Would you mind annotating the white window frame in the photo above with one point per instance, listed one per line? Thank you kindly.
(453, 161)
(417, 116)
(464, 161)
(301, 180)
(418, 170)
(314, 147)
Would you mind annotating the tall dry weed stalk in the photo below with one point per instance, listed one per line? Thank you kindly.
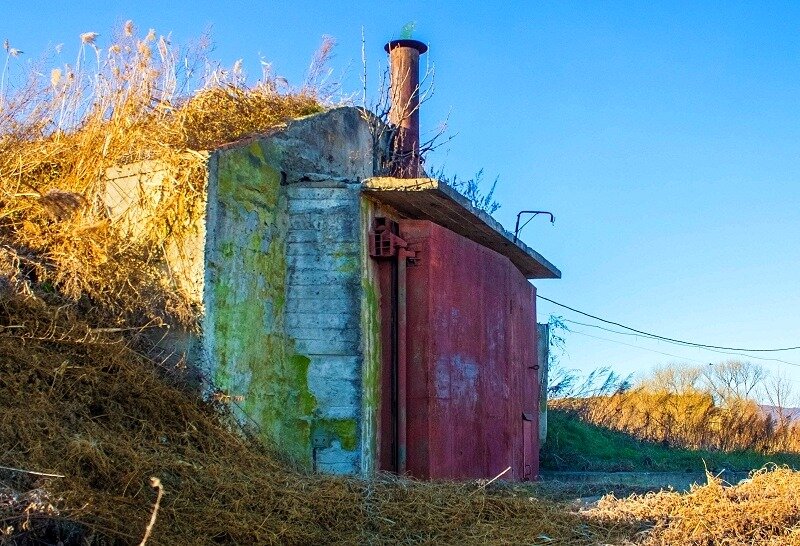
(137, 97)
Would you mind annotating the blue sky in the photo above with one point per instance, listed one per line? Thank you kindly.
(663, 136)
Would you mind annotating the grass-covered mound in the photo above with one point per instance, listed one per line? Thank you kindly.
(132, 98)
(82, 404)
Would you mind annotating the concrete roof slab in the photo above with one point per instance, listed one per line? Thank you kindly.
(431, 199)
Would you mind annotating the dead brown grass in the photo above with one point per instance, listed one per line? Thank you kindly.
(81, 403)
(689, 419)
(761, 511)
(137, 99)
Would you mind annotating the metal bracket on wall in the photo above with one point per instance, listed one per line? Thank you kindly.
(384, 241)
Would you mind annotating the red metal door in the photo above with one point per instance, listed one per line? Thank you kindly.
(527, 446)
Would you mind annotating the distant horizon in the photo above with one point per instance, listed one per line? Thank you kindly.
(663, 138)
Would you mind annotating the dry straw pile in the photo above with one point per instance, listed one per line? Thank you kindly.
(82, 404)
(77, 401)
(763, 511)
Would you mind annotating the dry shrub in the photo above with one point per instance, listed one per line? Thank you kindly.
(689, 419)
(761, 511)
(139, 99)
(78, 401)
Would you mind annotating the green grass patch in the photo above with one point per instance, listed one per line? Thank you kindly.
(573, 444)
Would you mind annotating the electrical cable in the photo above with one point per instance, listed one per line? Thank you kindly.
(673, 340)
(680, 344)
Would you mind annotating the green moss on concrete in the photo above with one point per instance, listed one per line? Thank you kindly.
(371, 332)
(345, 431)
(253, 355)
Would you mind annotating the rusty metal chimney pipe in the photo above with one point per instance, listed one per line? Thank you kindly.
(404, 108)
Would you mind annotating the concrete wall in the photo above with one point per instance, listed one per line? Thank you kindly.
(286, 301)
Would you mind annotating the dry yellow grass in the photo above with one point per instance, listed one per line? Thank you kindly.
(761, 511)
(81, 403)
(689, 420)
(134, 100)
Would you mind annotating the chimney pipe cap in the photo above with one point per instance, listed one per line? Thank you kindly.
(416, 44)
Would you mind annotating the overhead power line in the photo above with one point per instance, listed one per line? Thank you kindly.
(638, 336)
(664, 338)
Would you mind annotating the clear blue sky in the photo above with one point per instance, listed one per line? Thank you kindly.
(665, 138)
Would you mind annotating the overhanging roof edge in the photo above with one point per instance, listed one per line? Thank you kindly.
(431, 199)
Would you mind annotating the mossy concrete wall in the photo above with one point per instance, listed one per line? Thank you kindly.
(285, 291)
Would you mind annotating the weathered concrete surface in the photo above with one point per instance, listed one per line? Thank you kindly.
(433, 200)
(284, 291)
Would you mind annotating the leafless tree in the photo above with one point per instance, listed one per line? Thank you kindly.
(733, 381)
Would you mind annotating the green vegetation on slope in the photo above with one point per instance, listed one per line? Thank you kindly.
(573, 444)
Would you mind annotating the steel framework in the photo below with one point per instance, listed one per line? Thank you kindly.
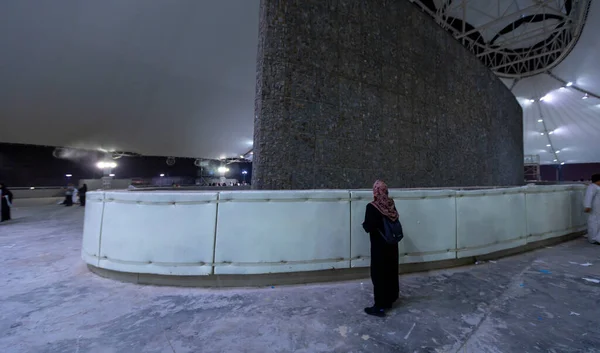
(520, 38)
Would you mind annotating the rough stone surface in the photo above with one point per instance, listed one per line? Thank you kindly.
(51, 303)
(349, 91)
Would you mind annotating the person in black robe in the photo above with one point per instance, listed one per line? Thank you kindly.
(384, 256)
(69, 195)
(82, 191)
(5, 203)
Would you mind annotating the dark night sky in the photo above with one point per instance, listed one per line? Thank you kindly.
(27, 165)
(152, 77)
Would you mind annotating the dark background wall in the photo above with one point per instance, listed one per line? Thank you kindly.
(350, 91)
(30, 165)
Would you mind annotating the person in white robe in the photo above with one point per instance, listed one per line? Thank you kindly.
(591, 205)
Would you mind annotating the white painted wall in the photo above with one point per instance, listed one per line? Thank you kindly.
(250, 232)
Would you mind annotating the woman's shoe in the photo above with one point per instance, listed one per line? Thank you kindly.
(375, 311)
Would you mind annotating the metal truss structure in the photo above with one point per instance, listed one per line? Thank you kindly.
(514, 38)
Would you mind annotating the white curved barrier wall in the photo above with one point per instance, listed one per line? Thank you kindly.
(282, 231)
(253, 232)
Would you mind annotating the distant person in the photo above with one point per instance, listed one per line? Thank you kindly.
(69, 195)
(5, 203)
(384, 256)
(591, 204)
(82, 191)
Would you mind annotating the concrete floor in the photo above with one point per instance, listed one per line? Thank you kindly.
(50, 302)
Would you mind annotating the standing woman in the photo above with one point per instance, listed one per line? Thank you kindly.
(5, 203)
(591, 204)
(82, 192)
(384, 256)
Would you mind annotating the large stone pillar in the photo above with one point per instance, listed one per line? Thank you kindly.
(350, 91)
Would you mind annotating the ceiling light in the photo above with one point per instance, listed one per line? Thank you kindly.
(106, 165)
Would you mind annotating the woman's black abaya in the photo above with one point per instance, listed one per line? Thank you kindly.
(384, 261)
(4, 207)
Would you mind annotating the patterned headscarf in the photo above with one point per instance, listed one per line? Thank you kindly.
(383, 202)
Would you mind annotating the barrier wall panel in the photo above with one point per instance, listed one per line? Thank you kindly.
(282, 231)
(490, 220)
(159, 232)
(578, 217)
(548, 212)
(428, 219)
(92, 226)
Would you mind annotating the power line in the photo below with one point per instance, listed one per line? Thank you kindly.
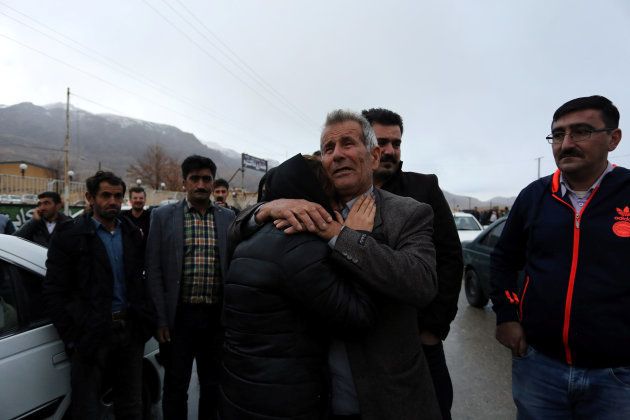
(121, 88)
(236, 60)
(213, 58)
(118, 67)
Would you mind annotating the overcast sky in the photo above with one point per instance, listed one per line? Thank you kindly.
(476, 82)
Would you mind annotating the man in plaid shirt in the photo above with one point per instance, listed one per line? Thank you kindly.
(186, 264)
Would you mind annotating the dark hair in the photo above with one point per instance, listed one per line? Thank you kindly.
(196, 162)
(137, 189)
(315, 165)
(383, 116)
(609, 112)
(55, 197)
(220, 182)
(93, 183)
(300, 177)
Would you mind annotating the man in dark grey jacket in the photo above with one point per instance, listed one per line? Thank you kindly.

Instructions to follow
Transcribe every entry above exactly. Omit all pictures.

Solution to this problem
Would you mind annotating the white window frame in the photo above with one point per instance, listed one per line? Thank you kindly.
(453, 161)
(417, 116)
(464, 161)
(301, 180)
(418, 170)
(314, 147)
Would you mind annotating the tall dry weed stalk in the photo below with one point per instance, listed one per line? Thank you kindly.
(137, 97)
Would you mind annotating the blue sky in the photo above with one point per instance, listed one per line? Thank you kindly.
(663, 136)
Would you mind annotating the grass-covered mound in the photo above with one point per instance, listed one per line? Thank you kindly.
(132, 98)
(82, 404)
Would you mind annotating the concrete roof slab in the photo above with one point per instance, listed one per line? Thank you kindly.
(431, 199)
Would you mind annotating the dead brown grass in the photo above with one point per instance, listed one per line? Thank you kindly.
(81, 403)
(689, 419)
(761, 511)
(137, 99)
Would you mind annotating the metal bracket on wall in the photo above with one point per instance, listed one per line? Thank you kindly.
(384, 241)
Would you mind annotating the red metal door in the photo above with one point per instance, listed one per line? Thank you kindly.
(527, 446)
Would you mind annotating the distant horizon in the photo above with one point per instance, listed one per line? Thank you kindly.
(663, 138)
Would you mind annotating the dry straw pile in the photo above with one point per instance, listed one per line? Thank you kindly.
(82, 404)
(77, 401)
(763, 511)
Would you mind annotating the dry shrub in the photo above with one point per instance, listed one per line? Thank you kindly.
(689, 419)
(761, 511)
(139, 99)
(78, 401)
Would you mind annotating the green grass patch in the photo above with one point per instance, listed one per line? Thank you kindly.
(573, 444)
Would you mind annotating the electrical cable in the photo above with one point per instance, listed one per line? Thank you kindly.
(673, 340)
(680, 344)
Would you mind annotating the green moss on concrete in the photo above with one point per instance, listed one per line? Thank you kindly.
(371, 332)
(345, 431)
(253, 355)
Would you mind annotating the rusty metal chimney pipe in the photo above with one point per instance, listed one per line? Thank you kindly.
(404, 108)
Would you mind annotating the concrete wall in the photo above with one point per instance, listed one per line? Thank you kindly.
(286, 301)
Would you mind annotating the dry yellow grass in the photo above with one point per instance, listed one per line? Thank you kindly.
(761, 511)
(81, 403)
(689, 420)
(134, 100)
Would you mind annotating the chimney pipe cap in the photo above with one point per instance, listed one per line? Thank you kindly.
(416, 44)
Would you mind annotating the overhead power line in the photo above with one point per instance, listed one per line? Thank you kindly.
(638, 336)
(664, 338)
Would you mind annotating the clear blue sky in the photo above with one point per instance, listed one per line? Thank you kindly.
(665, 138)
Would you mind annotating the overhanging roof edge in the photo above with one point per instance, listed one per line? Thank you kindly.
(431, 199)
Would you mind annotating the mossy concrete wall in the photo above with one point per instance, listed one per line? Thank you kindly.
(285, 291)
Would you mind annotating the weathered concrete surface in the photo above with one point per instance, listed one per line? Thank you kindly.
(433, 200)
(284, 291)
Would you mind annotating the leafless tree in the photo above with one point per instance, listed one per line? Thank you kindly.
(733, 381)
Would you mind annotating the green vegetation on slope in the photo above with one point per instance, listed one per line? Thank you kindly.
(573, 444)
Would you mind annotating the steel framework in the photo below with one point per instance, listed one per line? Thank you kindly.
(520, 38)
Would you mind annotating the rough stone surface in the photo above with one point per instance, listed one per line? Thank you kindly.
(51, 303)
(349, 91)
Would you mind annotating the person in black robe in the photo above with one point per instance, listed one per line? Thank you kindly.
(384, 256)
(69, 195)
(82, 191)
(5, 203)
Would you mind annotating the dark night sky in the photo above with one point per instance, listed one per line? Thank you kindly.
(27, 165)
(152, 77)
Would you mind annotating the dark background wall in the photo above with one point per instance, listed one per line? Thank you kindly.
(350, 91)
(30, 165)
Would you mind annotating the person in white robe in the photo above with one point per instance, listed one per line? Thank you kindly.
(591, 205)
Would you mind annotating the white painted wall in the photo above with one point per instance, listed one per line? Thank you kindly.
(250, 232)
Would you mind annotating the woman's shoe in the photo above with one point per instance, listed one per line? Thank you kindly.
(375, 311)
Would you mind annotating the metal truss structure in the photo above with one point per instance, listed one per line? Thank you kindly.
(514, 38)
Would you mind annotating the white curved barrier wall in the photo above with one point per instance, listed one per line? Thank you kindly.
(282, 231)
(253, 232)
Would you mind annotating the distant person in the photo above with one point per instance, listed one per line? Thank you kindly.
(69, 195)
(5, 203)
(384, 256)
(591, 204)
(82, 191)
Would you mind annotating the concrete floor in the photo above with one point per instance, listed one per line? Thank you kindly.
(50, 302)
Would you mind annotating the standing woman in the photo above with one point per instance, listed one per line? Thank you kindly.
(5, 203)
(591, 204)
(82, 192)
(384, 256)
Would you mind annotating the large stone pillar in the photo above with one point per instance, listed one per line? Thank you kindly.
(350, 91)
Would you mind annotating the ceiling light in the photo above with one point per instance, listed one per line? Thank you kindly.
(106, 165)
Would you mind annotating the woman's black abaya in the photo above with one point per instance, listed one per line? Thank you kindly.
(384, 261)
(4, 207)
Would you mind annotating the patterned headscarf in the photo above with one point per instance, listed one per line? Thank you kindly.
(383, 202)
Would you mind annotating the barrier wall panel in the photo above with one point per instance, listed one per line? Thank you kindly.
(282, 231)
(490, 220)
(159, 232)
(578, 217)
(548, 212)
(428, 219)
(92, 226)
Would you mind annotating the power line in the photo below with one point per instance, listed one per line? Thank you kindly.
(121, 88)
(236, 60)
(213, 58)
(118, 67)
Would you mind annotating the overcast sky in the photo above with one point per instance, listed one per line? Thank you kindly.
(476, 82)
Would you mind annotating the man in plaid shirt in the photo above with one point per instance, listed one per line? Thank you kindly.
(186, 264)
Would you mind annotating the dark hair in the photo above with one point per instance, listed one per line? Thank you kindly.
(196, 162)
(137, 189)
(315, 165)
(383, 116)
(609, 112)
(55, 197)
(220, 182)
(93, 183)
(300, 177)
Would you mind annotating the man in dark grey jacket in the photo above with one point per instance, listed one per line? Thank you kindly.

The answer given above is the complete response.